_Exercise material_
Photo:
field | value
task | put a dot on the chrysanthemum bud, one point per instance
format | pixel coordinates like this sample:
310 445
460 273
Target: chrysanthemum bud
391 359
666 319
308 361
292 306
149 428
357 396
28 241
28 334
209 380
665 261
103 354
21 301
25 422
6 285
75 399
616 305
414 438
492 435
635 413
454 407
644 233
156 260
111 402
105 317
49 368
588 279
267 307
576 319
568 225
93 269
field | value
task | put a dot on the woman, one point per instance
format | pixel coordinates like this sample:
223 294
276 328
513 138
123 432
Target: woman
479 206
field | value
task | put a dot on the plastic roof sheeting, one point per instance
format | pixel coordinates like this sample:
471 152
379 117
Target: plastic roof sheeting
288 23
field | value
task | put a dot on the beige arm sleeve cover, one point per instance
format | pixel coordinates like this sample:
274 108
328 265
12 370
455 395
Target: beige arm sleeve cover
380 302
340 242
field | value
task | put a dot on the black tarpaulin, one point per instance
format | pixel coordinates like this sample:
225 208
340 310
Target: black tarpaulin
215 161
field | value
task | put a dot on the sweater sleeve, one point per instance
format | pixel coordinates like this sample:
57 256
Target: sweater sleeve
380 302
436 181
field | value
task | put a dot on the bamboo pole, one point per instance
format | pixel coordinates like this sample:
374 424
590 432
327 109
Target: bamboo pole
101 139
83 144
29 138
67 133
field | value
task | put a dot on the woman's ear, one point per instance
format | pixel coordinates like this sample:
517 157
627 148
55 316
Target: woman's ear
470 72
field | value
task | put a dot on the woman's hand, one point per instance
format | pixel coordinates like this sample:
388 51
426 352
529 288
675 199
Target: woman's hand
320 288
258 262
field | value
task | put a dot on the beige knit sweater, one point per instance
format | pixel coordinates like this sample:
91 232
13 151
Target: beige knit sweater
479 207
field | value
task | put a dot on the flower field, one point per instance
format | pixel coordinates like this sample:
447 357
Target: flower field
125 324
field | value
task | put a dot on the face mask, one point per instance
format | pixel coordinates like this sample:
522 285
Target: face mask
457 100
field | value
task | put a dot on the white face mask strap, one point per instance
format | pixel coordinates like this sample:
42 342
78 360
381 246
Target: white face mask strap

_What needs to be done_
From the line containing "task | put a dot on the woman's hand, one" through the last line of the entries above, print each line exactly as it stands.

_Response_
task | put a dot on the woman's hand, one point per instance
format | pixel coordinates like this sample:
388 51
426 352
529 288
675 199
Target: woman's hand
320 288
258 262
field | value
task | put a dot on the beige knit sweater, one point per instance
format | pixel coordinates like this sample:
91 232
13 151
Target: beige knit sweater
479 207
field | value
task | put a dot on the flower field, one point per instance
format | pixel coordinates like this sample:
447 357
Target: flower field
125 324
field | value
task | put a dot on the face mask, one point per instance
format | pixel coordinates like this sample:
522 285
Target: face mask
457 100
field | value
task | put a dot on the white face mask strap, one point per instance
format | pixel coordinates like this sample:
42 342
78 360
381 246
Target: white face mask strap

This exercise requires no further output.